### Trecho citado

Para compensar o horror das centenas de milhares de mortes, da perda de projetos, empregos, salários e do tempo suspenso pelo pesadelo da quarentena, queremos crer que a pandemia nos trará recompensas.
Ao avistar o Himalaia, que estava encoberto pela poluição há décadas, os indianos —e o resto do mundo— abraçariam sem piscar a pauta ecológica, salvando as próximas gerações do aquecimento global, da falta de água e do ar irrespirável.
Por terem precisado do serviço público para sobreviver, as elites do mundo escolheriam governos que visassem o bem comum, recusando o modelo neoliberal de precarização do trabalho e do estado mínimo.
Ao invés de ser sorrateiramente privatizado e sucateado como vinha sendo —inclusive pelo ministro Mandetta— o SUS se tornaria o modelo global de saúde pública.
Profissionais do mundo inteiro repensariam sua rotina de trabalho e o fato de passarem a vida longe da família e de casa.
O consumismo desenfreado cederia ao reconhecimento de que vivemos bem melhor com muito menos.
Os domicílios seriam geridos por seus moradores e o serviço doméstico seria remunerado. O fartote de virtualidade levaria todos a diminuírem suas exposições às telas, o sofrimento mudaria nosso estilo de vida predador e autodestrutivo e passaríamos a valorizar as coisas simples.
Pais, mães e filhos finalmente dialogariam; casamentos ruins dariam lugar a divórcios bem-vindos e novas relações teriam vez, com divisão equânime de tarefas.

### Dados extraídos

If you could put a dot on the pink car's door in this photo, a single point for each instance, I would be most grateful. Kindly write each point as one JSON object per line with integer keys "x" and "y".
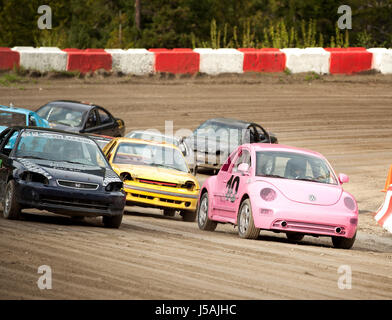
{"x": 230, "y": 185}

==

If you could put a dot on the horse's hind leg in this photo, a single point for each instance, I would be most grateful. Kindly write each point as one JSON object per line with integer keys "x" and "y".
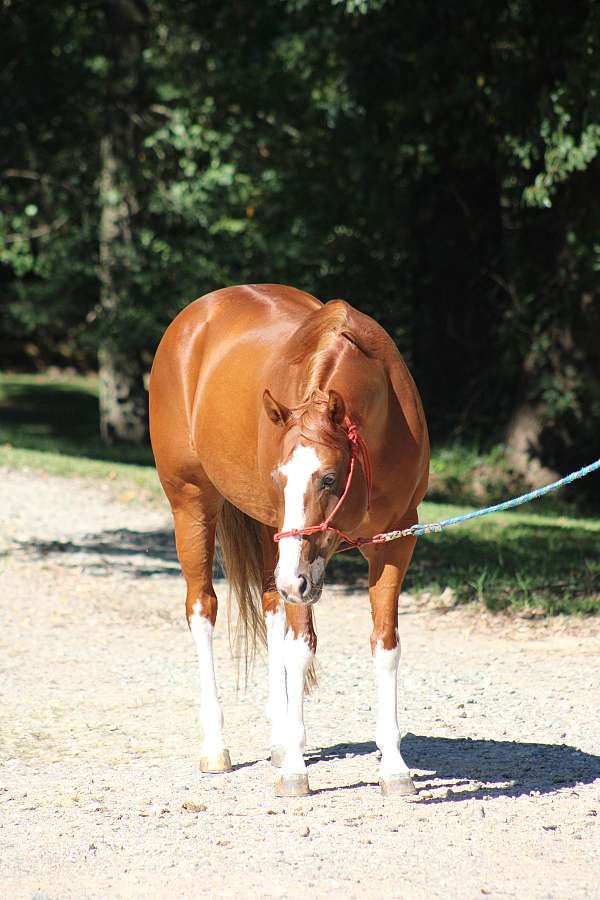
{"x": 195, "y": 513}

...

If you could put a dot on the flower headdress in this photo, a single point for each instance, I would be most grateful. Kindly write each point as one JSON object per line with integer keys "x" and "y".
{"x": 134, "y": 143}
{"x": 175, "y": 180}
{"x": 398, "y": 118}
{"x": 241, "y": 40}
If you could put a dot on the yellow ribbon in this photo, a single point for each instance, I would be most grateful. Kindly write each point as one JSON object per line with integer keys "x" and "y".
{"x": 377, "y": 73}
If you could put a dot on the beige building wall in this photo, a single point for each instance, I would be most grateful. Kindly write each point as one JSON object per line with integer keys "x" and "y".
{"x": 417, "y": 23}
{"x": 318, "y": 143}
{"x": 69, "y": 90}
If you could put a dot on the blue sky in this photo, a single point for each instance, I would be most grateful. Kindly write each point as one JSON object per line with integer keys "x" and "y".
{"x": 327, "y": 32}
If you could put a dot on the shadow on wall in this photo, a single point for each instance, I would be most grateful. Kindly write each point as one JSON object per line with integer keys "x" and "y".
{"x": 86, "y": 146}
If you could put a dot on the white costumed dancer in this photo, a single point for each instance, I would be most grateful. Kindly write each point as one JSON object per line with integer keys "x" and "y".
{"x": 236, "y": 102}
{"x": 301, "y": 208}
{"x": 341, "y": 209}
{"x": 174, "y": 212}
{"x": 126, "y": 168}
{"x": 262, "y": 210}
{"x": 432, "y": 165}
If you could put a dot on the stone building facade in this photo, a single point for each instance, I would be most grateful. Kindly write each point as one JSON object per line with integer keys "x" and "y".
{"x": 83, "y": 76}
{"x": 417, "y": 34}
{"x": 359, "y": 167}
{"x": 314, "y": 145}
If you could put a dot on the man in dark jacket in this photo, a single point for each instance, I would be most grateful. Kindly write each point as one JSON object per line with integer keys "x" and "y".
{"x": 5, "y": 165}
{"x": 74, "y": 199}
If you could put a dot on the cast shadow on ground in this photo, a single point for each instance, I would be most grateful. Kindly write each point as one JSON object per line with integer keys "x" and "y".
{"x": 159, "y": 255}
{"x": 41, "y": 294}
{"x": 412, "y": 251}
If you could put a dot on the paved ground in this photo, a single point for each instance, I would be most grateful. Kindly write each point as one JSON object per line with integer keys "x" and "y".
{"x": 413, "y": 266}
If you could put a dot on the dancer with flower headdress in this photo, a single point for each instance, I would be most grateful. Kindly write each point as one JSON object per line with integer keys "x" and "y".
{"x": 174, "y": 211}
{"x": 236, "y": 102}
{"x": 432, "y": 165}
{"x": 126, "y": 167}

### Instruções
A – Reproduza sem alterações o trecho citado de "Para compensar o" a "do ar irrespirável.".
B – Responda às perguntas com base no trecho citado:
(i) Que cordilheira estava encoberta pela poluição há décadas?
(ii) Que ministro é citado como tendo participado da privatização e do sucateamento do SUS?
(iii) O que aconteceria com o serviço doméstico?
Os registros não são necessários.

### Respostas do exercício
A –
Para compensar o horror das centenas de milhares de mortes, da perda de projetos, empregos, salários e do tempo suspenso pelo pesadelo da quarentena, queremos crer que a pandemia nos trará recompensas.
Ao avistar o Himalaia, que estava encoberto pela poluição há décadas, os indianos —e o resto do mundo— abraçariam sem piscar a pauta ecológica, salvando as próximas gerações do aquecimento global, da falta de água e do ar irrespirável.

B –
(i) O Himalaia.
(ii) Mandetta.
(iii) Seria remunerado.